WHAT IS NEEDED
In the entries below, find the line with "positive clicks: (355, 286)" and the line with "box: [283, 262, 301, 290]". Print those two and everything between them exactly, and nothing else.

DATA LISTING
....................

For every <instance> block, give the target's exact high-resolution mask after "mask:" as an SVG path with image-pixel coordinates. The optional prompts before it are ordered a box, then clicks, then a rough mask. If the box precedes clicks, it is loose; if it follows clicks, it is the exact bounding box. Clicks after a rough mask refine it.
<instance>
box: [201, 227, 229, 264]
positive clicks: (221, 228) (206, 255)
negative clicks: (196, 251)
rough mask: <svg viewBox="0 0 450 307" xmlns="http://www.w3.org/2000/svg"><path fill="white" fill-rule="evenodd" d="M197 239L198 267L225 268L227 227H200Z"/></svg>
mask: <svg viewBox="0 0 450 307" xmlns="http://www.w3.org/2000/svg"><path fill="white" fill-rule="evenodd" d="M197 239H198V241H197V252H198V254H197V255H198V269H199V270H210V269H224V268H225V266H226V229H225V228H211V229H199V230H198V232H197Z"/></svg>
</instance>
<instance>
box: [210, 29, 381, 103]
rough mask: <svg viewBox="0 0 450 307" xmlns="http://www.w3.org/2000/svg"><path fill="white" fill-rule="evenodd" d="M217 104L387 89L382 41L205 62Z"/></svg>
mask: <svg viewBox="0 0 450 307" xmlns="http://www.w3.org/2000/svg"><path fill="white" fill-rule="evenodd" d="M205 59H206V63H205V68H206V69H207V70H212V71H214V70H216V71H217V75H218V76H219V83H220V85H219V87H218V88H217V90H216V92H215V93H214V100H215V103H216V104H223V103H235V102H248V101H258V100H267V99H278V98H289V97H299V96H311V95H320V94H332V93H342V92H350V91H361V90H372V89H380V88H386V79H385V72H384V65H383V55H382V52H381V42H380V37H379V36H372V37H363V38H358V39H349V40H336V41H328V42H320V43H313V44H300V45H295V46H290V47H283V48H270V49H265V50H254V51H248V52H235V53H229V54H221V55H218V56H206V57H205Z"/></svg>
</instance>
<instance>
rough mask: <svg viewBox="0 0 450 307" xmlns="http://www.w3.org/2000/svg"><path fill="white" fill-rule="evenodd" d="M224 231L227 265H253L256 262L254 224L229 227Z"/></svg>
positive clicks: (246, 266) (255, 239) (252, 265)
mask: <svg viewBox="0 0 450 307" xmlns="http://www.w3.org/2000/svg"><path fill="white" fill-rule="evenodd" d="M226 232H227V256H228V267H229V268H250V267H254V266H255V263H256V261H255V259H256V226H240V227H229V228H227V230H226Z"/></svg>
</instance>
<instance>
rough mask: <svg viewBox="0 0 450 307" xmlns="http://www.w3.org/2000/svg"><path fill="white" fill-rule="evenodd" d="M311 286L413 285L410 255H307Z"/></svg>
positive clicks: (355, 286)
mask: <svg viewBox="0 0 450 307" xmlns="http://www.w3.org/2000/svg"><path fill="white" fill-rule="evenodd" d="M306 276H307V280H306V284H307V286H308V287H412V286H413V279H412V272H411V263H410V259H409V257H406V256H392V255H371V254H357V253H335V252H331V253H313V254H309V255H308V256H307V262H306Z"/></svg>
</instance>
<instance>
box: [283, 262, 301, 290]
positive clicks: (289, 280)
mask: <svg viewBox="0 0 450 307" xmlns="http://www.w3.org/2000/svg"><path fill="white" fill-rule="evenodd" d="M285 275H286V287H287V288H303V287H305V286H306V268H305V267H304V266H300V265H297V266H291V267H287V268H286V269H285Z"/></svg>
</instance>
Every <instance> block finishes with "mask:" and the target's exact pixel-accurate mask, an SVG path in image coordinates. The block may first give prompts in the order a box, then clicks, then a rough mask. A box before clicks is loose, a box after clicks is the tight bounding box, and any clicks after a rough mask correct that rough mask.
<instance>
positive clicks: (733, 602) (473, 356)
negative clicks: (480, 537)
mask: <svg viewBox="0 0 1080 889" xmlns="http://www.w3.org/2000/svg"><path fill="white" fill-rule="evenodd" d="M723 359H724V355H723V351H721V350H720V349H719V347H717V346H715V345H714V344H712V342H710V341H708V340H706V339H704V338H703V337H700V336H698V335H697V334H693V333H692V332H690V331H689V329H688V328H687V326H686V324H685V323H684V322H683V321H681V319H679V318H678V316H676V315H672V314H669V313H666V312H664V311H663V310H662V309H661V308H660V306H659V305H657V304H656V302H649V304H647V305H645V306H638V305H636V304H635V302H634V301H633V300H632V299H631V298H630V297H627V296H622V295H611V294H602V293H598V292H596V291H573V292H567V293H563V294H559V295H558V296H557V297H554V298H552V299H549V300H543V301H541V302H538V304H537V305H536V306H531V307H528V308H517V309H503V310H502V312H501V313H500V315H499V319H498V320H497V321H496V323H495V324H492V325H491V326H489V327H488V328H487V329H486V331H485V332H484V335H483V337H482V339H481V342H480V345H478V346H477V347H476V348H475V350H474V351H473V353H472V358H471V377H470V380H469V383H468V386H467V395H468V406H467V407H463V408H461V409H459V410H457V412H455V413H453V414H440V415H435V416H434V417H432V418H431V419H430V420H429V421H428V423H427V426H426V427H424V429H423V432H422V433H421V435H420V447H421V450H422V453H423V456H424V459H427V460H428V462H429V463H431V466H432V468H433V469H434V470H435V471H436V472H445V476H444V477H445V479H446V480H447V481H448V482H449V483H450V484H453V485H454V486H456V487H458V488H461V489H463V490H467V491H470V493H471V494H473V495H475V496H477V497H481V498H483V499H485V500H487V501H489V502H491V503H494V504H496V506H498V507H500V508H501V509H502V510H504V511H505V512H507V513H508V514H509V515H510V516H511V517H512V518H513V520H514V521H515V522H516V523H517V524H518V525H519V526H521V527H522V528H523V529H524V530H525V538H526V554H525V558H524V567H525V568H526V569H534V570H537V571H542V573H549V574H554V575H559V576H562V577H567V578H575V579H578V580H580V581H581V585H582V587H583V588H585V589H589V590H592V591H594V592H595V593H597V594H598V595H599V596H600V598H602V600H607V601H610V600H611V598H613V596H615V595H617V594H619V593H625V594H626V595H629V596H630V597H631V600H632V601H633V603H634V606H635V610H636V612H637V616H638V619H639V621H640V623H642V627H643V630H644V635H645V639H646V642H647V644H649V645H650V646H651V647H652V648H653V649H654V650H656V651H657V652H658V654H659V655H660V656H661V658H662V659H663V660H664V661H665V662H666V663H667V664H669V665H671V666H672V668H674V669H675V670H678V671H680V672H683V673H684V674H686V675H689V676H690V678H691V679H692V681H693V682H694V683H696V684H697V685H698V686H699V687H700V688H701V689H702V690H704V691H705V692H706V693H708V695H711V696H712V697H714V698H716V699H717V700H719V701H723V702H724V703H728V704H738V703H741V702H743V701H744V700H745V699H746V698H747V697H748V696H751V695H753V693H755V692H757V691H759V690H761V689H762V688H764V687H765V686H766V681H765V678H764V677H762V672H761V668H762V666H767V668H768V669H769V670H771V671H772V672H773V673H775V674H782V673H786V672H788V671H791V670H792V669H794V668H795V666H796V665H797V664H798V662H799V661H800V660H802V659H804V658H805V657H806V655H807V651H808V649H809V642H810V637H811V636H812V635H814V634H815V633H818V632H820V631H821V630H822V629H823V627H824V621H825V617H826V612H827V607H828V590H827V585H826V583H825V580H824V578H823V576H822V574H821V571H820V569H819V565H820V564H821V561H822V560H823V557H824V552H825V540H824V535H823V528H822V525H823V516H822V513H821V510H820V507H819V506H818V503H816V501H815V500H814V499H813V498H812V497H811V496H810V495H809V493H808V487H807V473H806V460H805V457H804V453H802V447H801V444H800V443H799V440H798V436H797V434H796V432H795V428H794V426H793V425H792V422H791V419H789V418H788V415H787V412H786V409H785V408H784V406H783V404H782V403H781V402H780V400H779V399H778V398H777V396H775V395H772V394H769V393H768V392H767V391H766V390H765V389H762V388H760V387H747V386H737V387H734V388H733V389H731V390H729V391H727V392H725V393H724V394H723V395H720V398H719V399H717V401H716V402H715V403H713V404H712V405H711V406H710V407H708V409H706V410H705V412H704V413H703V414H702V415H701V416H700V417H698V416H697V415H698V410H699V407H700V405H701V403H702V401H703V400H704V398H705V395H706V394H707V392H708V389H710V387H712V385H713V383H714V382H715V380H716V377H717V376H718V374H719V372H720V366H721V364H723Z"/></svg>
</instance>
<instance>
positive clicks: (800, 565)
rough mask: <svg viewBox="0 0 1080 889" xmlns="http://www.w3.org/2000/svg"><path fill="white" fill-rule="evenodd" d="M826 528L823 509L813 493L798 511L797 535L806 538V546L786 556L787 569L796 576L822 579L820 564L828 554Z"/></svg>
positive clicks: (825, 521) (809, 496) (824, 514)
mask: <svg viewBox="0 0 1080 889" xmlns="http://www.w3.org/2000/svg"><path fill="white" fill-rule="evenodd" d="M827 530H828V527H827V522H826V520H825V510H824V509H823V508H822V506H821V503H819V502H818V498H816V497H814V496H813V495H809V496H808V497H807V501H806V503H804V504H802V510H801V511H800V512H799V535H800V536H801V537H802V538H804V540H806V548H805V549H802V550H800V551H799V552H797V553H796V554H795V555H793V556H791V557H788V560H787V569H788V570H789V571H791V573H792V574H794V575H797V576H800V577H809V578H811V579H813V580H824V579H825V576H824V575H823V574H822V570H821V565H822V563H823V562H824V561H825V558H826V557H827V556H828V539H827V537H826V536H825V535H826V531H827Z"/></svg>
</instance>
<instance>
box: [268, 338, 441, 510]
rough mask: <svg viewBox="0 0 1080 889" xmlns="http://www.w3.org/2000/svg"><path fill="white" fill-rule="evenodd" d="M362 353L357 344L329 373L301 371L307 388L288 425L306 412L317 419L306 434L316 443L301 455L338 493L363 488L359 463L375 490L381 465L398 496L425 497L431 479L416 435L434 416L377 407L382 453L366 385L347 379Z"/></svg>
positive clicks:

....................

EXERCISE OUTPUT
positive clicks: (355, 286)
mask: <svg viewBox="0 0 450 307" xmlns="http://www.w3.org/2000/svg"><path fill="white" fill-rule="evenodd" d="M306 276H307V280H306V284H307V286H308V287H412V286H413V279H412V272H411V263H410V259H409V257H406V256H392V255H371V254H357V253H335V252H331V253H313V254H309V255H308V256H307V262H306Z"/></svg>
</instance>
<instance>
box: [283, 262, 301, 290]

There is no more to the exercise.